__Extrait proposé__.
Photo 2 Levante ∏ Wilssa Esser
© Rezo Films

Levante, Kokomo City, Bâtiment 5, Fremont… les sor­ties ciné de la semaine

Une bande de filles insoumises au Brésil, un quatuor de femmes noires et trans aux Etats-Unis, une citoyenne résolument engagée en banlieue parisienne, une réfugiée afghane en quête d’amour à San Francisco… Voici les sorties ciné du 6 décembre.

Levante

"Levante" signifie "soulèvement" en portugais. Un titre on ne peut plus approprié pour ce premier film brésilien : il y flotte tout le long un sentiment tenace de révolte, d’autant plus stimulante qu’elle s’incarne à travers une bande de filles joyeusement insoumises !
Le contexte n’est pas forcément très allègre, pourtant, au départ. Passée l’irrévérencieuse séquence d’ouverture, l’intrigue nous projette au côté de Sofia, une joueuse prometteuse de volleyball âgée de 17 ans, qui apprend qu’elle est enceinte juste avant un championnat qui pourrait sceller son destin. Ne voulant pas de cette grossesse, elle cherche à se faire avorter illégalement (puisque l’IVG est criminalisée au Brésil, à de très rares exceptions près) et se retrouve la cible d’intégristes, bien décidés à l’en empêcher. Mais ni Sofia ni ses proches n’ont l’intention de se soumettre à cette ferveur aveugle…
La force de Levante, précisément, c’est cette énergie collective. Nul hasard si Lillah Halla, sa réalisatrice, s’est choisi pour cadre un club de sport : ici l’on s’entraine ensemble, uni.es vers un objectif commun… gagner ! Nul hasard, non plus, si l’équipe dans laquelle joue Sofia est une équipe queer, inclusive et solidaire : la convergence des luttes (féministe, antiraciste, Lgbt+, et même écologiste) nourrit de façon naturelle ce récit très physique (les joueuses sont filmées sous la douche, frontalement, de façon répétée, la caméra offrant à leurs corps la visibilité que la société leur refuse). Par-delà le charisme de Sofia, il s’agit bien d’un portrait de groupe, aussi coloré que généreux !

__Consigne A__.
D'après la critique, que signifie le mot « Levante » en portugais ?
La critique et les données proviennent de sources sans lien entre elles.

__Lignes de données__.
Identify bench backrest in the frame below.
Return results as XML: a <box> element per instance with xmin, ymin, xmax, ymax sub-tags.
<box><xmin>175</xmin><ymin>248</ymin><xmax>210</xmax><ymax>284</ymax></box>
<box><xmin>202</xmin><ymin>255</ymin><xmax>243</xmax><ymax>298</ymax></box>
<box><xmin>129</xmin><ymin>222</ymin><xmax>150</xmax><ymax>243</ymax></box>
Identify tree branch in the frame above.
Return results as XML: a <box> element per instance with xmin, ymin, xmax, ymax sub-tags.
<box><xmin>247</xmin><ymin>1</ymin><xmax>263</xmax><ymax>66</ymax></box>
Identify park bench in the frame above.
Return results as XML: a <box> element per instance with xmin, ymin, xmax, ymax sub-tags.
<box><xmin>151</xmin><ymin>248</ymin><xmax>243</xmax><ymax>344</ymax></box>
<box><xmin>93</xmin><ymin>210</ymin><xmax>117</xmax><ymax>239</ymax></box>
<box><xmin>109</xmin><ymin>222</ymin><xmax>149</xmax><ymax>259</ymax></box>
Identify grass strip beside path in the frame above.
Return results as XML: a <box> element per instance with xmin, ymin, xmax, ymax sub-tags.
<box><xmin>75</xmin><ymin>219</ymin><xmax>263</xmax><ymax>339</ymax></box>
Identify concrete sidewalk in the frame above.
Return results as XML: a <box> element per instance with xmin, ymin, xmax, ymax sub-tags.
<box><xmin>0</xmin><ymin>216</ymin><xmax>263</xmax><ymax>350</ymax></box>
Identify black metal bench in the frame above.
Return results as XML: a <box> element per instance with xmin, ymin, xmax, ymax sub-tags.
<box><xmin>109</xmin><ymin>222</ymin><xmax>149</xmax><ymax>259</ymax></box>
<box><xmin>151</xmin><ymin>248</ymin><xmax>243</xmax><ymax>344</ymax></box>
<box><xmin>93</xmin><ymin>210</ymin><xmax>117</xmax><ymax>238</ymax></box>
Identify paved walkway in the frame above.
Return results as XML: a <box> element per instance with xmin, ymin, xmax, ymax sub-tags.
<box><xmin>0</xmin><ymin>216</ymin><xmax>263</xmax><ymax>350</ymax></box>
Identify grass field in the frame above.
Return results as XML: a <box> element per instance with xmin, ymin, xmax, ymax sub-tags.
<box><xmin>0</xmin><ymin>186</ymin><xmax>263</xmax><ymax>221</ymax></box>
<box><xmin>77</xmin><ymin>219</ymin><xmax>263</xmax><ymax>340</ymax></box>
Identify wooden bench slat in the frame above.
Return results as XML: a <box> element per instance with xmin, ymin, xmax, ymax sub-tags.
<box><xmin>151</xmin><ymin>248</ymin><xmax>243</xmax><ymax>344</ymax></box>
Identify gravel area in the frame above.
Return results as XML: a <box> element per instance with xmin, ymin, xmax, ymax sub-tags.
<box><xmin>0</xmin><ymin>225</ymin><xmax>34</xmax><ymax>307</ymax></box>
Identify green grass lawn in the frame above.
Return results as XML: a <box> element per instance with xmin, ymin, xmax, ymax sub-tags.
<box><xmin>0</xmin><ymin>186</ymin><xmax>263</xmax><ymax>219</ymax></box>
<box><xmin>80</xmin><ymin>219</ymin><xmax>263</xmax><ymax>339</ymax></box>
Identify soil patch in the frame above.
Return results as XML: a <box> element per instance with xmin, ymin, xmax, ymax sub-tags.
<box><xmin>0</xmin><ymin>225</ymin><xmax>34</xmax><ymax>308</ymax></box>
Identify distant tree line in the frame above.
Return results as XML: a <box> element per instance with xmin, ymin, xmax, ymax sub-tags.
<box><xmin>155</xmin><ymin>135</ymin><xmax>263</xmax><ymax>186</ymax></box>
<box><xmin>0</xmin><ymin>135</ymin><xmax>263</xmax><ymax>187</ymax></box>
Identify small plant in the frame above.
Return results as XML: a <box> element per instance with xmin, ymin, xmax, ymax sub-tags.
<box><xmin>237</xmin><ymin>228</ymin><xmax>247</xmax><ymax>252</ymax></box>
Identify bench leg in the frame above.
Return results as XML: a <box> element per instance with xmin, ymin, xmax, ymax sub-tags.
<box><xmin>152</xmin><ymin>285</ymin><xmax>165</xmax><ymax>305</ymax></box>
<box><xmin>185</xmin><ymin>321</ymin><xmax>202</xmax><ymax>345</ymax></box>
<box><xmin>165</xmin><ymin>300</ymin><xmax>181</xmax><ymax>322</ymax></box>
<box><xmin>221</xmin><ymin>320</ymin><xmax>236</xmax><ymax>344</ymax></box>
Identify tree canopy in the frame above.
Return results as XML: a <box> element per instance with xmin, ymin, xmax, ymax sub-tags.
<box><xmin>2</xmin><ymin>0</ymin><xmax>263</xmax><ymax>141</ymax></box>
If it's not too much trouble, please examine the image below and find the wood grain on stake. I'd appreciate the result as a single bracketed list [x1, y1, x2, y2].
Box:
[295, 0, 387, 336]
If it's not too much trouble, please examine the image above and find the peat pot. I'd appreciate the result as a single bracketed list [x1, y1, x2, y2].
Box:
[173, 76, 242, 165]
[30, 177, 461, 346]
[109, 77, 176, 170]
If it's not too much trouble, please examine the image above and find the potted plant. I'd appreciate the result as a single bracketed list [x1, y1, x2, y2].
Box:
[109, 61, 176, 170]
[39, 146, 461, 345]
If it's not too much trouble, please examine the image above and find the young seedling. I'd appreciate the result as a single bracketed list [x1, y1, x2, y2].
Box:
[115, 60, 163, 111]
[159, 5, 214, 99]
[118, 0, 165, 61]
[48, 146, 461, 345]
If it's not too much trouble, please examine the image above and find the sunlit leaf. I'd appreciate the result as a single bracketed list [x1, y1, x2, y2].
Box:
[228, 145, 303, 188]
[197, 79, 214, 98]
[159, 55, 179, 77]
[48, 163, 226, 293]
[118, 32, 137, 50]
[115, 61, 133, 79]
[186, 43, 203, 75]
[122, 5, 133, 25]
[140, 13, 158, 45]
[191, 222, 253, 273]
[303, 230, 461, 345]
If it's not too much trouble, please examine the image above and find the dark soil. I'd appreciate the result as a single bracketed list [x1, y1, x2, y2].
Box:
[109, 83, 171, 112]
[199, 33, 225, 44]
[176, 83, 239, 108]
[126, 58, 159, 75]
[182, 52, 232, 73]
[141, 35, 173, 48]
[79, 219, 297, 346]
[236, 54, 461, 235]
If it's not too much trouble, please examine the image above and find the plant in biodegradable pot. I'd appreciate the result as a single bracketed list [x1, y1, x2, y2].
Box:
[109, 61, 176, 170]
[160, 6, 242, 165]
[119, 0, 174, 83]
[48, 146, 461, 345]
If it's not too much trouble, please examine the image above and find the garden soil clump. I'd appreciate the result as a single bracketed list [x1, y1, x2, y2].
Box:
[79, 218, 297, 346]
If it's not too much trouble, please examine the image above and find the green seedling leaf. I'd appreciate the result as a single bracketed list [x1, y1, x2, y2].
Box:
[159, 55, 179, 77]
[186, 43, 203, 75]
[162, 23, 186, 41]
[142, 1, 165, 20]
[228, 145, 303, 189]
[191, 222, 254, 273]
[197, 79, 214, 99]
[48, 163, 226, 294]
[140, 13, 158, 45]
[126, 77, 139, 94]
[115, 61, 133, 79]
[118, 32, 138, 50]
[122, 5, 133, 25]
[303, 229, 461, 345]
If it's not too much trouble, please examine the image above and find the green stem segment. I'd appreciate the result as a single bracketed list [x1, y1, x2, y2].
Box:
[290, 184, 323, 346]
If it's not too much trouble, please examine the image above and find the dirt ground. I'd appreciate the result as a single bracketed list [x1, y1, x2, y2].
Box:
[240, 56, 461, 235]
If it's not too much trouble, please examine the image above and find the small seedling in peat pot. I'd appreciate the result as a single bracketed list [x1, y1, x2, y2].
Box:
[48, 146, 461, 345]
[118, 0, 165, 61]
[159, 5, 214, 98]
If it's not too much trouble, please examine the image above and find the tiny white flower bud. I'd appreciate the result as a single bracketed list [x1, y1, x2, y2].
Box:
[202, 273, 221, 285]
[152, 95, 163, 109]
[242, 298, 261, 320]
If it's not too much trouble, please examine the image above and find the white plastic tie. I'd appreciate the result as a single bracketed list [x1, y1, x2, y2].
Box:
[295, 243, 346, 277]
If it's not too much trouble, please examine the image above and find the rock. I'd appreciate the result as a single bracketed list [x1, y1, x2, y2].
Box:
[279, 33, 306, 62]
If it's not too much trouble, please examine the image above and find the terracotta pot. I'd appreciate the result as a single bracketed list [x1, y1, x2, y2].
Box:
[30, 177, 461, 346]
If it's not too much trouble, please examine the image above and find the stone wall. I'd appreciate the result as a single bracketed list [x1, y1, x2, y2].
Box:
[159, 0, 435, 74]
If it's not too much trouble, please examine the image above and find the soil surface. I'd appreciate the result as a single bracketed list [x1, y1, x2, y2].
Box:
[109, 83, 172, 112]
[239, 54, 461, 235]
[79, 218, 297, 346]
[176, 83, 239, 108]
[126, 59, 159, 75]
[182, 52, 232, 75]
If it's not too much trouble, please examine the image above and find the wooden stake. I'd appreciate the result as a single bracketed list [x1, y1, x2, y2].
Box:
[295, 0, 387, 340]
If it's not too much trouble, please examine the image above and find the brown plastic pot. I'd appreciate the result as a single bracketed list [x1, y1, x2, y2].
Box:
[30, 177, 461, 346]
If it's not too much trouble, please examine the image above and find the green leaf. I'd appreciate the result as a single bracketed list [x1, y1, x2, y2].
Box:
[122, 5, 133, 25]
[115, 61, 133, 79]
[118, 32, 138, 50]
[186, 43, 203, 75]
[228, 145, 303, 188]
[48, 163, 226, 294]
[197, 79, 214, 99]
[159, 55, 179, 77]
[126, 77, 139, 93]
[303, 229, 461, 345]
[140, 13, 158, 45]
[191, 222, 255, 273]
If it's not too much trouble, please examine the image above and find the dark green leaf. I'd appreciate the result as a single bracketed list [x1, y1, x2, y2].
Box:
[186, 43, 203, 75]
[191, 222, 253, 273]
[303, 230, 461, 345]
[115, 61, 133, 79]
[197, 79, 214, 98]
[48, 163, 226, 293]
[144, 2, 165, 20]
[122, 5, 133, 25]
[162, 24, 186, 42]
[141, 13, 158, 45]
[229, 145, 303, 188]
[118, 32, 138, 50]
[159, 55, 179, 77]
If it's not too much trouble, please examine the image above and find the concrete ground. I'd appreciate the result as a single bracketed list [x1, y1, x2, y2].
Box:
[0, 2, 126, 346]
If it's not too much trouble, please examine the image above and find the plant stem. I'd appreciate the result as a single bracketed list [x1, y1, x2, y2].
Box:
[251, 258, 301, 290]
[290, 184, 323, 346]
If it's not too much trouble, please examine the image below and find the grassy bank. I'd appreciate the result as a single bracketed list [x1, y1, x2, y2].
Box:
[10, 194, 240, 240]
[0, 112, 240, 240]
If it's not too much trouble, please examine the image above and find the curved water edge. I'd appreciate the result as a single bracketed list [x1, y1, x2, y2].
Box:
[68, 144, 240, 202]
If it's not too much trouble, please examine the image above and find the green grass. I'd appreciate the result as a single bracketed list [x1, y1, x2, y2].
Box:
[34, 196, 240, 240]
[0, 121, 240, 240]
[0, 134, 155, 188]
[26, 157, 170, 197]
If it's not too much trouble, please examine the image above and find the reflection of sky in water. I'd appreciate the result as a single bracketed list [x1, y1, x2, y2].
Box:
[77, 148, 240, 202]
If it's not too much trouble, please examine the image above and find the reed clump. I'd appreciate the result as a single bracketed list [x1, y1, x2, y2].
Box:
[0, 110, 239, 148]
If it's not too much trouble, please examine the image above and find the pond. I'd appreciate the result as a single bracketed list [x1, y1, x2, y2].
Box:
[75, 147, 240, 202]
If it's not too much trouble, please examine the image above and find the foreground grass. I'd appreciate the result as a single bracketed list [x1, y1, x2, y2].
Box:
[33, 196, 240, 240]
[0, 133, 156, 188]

__Consigne B__.
Dans les données, mettez à jour tout ce qui va de la ligne contenant « find the concrete » jusqu'à la ligne contenant « [0, 2, 126, 346] », ces deux lignes comprises. Remplacez « concrete ground » par « bare ground » sans rien modifier d'autre, et ne donnez que ces lignes.

__Réponse complète A__.
Il signifie « soulèvement ».

__Réponse complète B__.
If it's not too much trouble, please examine the image above and find the bare ground. I'd appreciate the result as a single bracketed list [x1, y1, x2, y2].
Box:
[0, 2, 126, 346]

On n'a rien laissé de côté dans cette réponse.